Work instructions: Print every line of the material below verbatim, with nothing changed.

Exercise materials:
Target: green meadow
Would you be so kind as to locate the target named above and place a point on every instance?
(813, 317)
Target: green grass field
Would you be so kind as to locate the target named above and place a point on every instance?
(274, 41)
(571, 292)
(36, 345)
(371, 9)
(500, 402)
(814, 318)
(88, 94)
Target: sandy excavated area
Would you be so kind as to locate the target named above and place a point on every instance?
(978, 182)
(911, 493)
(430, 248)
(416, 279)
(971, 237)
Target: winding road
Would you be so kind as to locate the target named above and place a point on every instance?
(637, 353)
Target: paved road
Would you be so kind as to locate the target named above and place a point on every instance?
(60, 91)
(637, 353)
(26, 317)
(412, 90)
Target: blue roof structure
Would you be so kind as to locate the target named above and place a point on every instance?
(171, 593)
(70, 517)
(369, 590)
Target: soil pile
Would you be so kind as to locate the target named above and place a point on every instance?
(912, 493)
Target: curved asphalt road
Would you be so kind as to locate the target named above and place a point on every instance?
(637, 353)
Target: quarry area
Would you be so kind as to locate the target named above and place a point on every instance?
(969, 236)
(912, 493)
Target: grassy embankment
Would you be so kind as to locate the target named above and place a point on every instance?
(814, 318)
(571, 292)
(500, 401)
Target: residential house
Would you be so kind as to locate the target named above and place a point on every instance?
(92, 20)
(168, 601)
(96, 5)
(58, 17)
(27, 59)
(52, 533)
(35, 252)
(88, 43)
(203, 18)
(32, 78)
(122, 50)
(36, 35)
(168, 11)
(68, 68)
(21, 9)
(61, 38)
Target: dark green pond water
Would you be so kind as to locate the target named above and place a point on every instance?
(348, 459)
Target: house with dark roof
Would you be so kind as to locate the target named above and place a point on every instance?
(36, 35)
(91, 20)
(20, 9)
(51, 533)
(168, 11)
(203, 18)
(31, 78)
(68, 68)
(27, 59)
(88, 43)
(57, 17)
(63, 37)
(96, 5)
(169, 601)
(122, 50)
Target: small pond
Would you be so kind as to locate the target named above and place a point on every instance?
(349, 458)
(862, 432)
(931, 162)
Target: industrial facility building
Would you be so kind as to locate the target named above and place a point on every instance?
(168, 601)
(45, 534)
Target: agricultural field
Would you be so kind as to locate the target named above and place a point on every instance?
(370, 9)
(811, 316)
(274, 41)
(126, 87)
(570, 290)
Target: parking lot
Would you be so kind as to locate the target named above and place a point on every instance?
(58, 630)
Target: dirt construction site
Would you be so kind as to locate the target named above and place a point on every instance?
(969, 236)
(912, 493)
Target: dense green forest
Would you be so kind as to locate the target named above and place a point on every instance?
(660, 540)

Correct response:
Target: green meadow
Would you be so kind as to locate the target named above and place a point on every instance?
(813, 317)
Target: green grass field
Would you be so kind as to locate the target named above and place a point on every instance?
(274, 41)
(571, 292)
(36, 345)
(371, 9)
(500, 402)
(814, 318)
(88, 94)
Target: sandy excavated area
Would you be so kind as to locate the target named above and place a point on every instance?
(978, 182)
(911, 493)
(430, 248)
(416, 279)
(971, 237)
Target: winding road
Would you be so kind as to locate the target named above and place a point on every instance?
(637, 353)
Target: paved road
Would you be so kind as to locate the target named above and place a point on every instance?
(60, 91)
(637, 353)
(26, 317)
(412, 90)
Target: blue roof structure
Would you be so kind as to locate the target named above and place a point on every instance?
(171, 593)
(70, 517)
(369, 590)
Target: soil pile
Would you be so kind as to locate the target named above and place a point on every instance?
(912, 493)
Target: curved asphalt road
Would you be so kind as to locate the target named above and place a point on every instance?
(637, 353)
Target: quarry area
Would you be so kind as to locate the target named above and place a point on every instance?
(969, 236)
(912, 493)
Target: grassy embankment
Would you be so kind as to locate the target named above and place a point on every instance?
(814, 318)
(571, 292)
(500, 401)
Target: residential house
Would you be so kind as to locate the target named above and place a point on every instance?
(92, 20)
(168, 601)
(96, 5)
(58, 17)
(27, 59)
(52, 533)
(35, 252)
(88, 43)
(203, 18)
(32, 78)
(122, 50)
(36, 35)
(168, 11)
(68, 68)
(21, 9)
(61, 38)
Target: dark green pond water
Would you be so kind as to locate the target named above and place a point on every instance?
(348, 459)
Target: house with dark roof
Would you be so kind as to locate the target named above and place a point on every instance?
(36, 35)
(91, 20)
(20, 9)
(51, 533)
(168, 11)
(203, 18)
(31, 78)
(68, 68)
(27, 59)
(88, 43)
(57, 17)
(63, 37)
(96, 5)
(169, 601)
(122, 50)
Target: small pond
Would you be so kind as to locate the target named above and place a point on every instance?
(349, 458)
(862, 432)
(931, 162)
Target: industrial facility building
Would you be so kind as to locate the target named above and place a point on every instance?
(168, 601)
(45, 534)
Target: agricultural field
Would you be so kind as to locate the target named above and place a point on every instance?
(370, 9)
(811, 316)
(274, 41)
(126, 87)
(570, 290)
Target: parking lot
Would you be so kind as to locate the target named above and place a point on every instance?
(58, 630)
Target: dirt construction site
Would you be so kind as to locate the target named above and place a point on every instance?
(969, 236)
(912, 493)
Target: dense green forest
Would you be so kind as to locate the target named above and place a point on every instance?
(660, 540)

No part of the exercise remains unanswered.